**WRITTEN INSTRUCTION:** Rewrite the data below as a numbered list, starting at the line that contains "Segment the microphone" and ending at the line that contains "[[84,76],[82,76],[82,82],[87,86],[87,81],[85,80],[85,77]]". Leave out any blank lines.

**THE RECORDS:**

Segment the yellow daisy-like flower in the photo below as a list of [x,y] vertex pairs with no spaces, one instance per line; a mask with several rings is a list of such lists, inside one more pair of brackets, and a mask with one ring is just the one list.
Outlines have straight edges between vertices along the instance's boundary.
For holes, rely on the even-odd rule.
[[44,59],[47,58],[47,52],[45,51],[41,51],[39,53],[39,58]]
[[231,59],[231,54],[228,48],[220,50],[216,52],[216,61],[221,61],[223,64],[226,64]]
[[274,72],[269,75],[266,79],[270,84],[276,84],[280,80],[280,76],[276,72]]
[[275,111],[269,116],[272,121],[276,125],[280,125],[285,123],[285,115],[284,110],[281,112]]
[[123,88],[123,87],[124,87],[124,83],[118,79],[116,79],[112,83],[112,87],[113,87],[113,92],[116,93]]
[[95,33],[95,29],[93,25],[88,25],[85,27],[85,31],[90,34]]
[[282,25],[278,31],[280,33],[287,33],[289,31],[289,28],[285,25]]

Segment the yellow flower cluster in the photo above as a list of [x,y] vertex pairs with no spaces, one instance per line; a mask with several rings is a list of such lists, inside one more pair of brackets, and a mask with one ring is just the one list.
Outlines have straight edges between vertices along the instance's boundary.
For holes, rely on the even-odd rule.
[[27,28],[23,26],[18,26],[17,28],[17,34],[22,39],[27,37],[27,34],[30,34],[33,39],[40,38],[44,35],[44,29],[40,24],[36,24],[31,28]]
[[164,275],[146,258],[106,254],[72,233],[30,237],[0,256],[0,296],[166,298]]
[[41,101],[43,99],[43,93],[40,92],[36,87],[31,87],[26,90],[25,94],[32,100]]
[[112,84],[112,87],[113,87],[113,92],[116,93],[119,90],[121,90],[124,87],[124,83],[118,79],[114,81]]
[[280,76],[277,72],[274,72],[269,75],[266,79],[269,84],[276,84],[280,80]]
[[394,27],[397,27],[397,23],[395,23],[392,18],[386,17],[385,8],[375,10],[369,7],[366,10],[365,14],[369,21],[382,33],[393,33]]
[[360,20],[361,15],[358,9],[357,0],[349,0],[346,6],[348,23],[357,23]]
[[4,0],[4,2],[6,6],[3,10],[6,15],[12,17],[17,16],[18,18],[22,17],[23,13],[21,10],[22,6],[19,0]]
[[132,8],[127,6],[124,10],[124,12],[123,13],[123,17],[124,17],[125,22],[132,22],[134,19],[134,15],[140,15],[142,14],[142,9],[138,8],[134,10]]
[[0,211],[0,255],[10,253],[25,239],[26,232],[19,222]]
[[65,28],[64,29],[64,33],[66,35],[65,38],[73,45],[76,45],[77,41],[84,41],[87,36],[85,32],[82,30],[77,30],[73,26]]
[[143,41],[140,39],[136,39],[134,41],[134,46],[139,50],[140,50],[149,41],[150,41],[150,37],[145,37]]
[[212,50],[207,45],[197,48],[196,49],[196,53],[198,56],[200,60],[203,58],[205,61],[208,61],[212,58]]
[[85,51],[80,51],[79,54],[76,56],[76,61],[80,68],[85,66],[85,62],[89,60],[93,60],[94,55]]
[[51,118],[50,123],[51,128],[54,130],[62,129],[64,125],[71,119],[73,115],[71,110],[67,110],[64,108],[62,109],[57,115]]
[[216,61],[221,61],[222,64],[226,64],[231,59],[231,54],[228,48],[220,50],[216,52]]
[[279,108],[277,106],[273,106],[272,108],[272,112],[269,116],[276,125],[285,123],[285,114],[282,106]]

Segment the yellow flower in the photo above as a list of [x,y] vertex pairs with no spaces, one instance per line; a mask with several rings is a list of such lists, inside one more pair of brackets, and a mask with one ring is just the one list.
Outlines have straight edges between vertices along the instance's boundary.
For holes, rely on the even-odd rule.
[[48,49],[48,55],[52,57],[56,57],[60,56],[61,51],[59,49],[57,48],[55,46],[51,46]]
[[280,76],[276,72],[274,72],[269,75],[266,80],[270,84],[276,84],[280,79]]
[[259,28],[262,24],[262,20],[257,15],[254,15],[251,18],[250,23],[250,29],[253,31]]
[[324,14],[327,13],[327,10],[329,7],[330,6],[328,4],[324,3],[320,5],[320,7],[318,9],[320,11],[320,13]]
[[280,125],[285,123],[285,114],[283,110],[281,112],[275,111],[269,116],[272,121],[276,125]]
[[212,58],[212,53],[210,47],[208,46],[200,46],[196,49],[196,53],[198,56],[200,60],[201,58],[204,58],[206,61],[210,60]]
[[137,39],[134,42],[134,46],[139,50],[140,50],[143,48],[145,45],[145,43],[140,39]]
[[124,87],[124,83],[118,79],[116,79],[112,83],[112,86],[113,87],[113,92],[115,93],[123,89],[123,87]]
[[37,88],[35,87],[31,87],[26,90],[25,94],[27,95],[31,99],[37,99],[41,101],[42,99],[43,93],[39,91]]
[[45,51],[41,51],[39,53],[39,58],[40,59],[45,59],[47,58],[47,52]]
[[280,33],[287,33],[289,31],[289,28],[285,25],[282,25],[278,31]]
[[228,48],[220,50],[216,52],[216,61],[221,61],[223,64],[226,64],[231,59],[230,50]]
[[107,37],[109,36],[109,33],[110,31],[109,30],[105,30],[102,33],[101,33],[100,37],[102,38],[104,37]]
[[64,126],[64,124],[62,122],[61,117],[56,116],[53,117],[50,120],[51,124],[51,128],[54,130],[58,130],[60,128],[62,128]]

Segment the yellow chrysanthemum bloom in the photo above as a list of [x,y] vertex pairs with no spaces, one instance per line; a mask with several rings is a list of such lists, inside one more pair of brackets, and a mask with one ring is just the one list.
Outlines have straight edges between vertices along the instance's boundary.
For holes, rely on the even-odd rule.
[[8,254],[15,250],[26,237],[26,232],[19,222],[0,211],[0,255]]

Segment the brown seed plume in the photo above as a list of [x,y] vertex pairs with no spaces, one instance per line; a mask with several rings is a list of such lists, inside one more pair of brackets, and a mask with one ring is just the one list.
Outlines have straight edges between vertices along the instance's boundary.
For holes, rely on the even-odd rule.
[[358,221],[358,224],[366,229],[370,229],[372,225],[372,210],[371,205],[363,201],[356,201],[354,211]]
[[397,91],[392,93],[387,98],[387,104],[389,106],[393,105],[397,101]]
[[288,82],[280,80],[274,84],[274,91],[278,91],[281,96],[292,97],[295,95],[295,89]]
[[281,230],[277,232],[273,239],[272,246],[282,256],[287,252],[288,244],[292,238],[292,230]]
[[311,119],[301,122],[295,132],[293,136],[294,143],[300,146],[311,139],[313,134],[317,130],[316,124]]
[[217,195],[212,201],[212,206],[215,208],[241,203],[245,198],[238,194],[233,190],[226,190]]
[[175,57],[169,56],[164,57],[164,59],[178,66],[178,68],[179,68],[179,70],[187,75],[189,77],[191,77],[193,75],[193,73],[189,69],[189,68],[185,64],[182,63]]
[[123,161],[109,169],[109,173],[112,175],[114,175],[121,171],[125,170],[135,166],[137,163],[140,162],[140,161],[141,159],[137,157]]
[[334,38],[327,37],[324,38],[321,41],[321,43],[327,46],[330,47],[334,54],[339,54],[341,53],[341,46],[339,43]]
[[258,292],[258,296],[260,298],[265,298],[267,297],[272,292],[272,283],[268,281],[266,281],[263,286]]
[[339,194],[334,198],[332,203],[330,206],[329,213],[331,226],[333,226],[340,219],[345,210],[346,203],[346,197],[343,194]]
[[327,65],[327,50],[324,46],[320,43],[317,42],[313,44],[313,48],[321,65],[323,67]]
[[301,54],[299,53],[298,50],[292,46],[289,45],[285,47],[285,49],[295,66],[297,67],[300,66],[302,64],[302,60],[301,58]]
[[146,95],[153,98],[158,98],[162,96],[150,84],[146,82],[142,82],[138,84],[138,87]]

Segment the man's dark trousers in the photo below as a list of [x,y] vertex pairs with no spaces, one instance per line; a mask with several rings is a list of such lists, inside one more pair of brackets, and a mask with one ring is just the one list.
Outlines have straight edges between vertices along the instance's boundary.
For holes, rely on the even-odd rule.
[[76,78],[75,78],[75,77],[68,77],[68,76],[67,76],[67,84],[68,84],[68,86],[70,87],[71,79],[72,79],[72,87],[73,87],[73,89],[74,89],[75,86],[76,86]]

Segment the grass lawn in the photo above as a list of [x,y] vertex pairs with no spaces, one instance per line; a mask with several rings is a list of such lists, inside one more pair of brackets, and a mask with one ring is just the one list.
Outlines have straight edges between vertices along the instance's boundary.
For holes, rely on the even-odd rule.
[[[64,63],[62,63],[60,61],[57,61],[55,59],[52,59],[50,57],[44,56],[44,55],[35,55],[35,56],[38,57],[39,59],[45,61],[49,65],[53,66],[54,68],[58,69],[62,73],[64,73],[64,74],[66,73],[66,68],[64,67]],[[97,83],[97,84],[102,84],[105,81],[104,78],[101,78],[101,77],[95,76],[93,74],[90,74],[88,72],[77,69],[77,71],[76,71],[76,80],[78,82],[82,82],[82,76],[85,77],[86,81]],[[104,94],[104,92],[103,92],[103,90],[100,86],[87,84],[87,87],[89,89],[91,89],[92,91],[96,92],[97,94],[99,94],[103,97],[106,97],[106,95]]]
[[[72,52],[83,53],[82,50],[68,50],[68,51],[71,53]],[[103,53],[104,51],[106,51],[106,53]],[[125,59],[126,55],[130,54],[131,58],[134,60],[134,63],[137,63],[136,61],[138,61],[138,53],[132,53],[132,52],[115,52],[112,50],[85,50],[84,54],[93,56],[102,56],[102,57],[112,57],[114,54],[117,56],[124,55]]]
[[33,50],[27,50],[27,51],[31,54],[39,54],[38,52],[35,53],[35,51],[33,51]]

==

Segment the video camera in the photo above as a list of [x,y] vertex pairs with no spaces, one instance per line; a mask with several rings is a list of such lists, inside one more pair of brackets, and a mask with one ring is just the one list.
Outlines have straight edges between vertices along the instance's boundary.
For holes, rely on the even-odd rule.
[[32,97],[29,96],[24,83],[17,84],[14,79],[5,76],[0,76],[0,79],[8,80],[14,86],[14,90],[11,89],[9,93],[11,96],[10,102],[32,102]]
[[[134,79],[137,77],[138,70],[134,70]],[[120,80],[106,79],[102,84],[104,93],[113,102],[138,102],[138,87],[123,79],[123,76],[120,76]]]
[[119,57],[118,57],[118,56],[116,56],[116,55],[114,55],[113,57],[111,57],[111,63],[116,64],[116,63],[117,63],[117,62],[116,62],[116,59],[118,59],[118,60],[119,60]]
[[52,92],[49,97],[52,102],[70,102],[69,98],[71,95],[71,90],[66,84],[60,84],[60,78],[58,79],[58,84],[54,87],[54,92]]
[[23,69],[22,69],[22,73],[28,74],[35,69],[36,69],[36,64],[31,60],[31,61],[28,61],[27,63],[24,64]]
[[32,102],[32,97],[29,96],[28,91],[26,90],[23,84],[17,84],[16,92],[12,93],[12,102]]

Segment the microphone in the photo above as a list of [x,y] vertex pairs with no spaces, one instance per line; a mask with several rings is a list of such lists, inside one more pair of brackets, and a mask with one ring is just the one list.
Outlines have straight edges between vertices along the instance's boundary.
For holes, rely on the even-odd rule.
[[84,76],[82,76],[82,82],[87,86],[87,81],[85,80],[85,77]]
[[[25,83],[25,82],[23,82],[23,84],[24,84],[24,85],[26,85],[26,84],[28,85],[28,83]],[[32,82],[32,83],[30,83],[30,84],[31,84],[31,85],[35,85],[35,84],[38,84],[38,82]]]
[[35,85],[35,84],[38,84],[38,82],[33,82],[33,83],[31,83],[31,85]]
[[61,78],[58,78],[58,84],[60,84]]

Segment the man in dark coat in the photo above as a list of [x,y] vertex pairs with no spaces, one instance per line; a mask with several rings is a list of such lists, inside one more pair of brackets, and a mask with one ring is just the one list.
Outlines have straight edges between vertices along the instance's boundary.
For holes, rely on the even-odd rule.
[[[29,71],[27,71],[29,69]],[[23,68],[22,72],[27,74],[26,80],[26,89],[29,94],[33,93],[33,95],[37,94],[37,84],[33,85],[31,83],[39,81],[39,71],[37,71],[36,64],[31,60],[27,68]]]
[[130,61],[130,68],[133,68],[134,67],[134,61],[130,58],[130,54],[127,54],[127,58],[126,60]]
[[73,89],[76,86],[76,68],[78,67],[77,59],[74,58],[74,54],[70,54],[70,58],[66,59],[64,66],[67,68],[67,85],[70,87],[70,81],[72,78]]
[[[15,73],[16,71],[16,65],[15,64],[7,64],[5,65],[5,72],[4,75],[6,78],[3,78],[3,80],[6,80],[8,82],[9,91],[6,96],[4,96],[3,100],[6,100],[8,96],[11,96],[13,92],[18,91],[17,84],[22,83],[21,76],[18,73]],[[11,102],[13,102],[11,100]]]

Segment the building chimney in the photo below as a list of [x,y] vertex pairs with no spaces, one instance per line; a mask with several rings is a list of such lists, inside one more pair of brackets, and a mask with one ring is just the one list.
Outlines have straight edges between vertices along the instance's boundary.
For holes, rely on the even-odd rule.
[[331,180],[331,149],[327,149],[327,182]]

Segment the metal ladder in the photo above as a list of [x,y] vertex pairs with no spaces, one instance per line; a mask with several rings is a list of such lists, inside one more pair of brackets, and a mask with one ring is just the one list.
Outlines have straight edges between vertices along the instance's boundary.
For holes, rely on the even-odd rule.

**PROBLEM SOLUTION:**
1. Segment the microphone in the photo above as a list of [x,y] vertex pairs with no spaces, one instance per line; a mask with several rings is a list of such lists, inside one more pair of brackets, and a mask with one ring is just the one list.
2. Outlines have straight edges between vertices along the instance's boundary.
3. For holes, rely on the even-odd rule.
4. [[84,76],[82,76],[82,82],[87,86],[87,81],[85,80],[85,77]]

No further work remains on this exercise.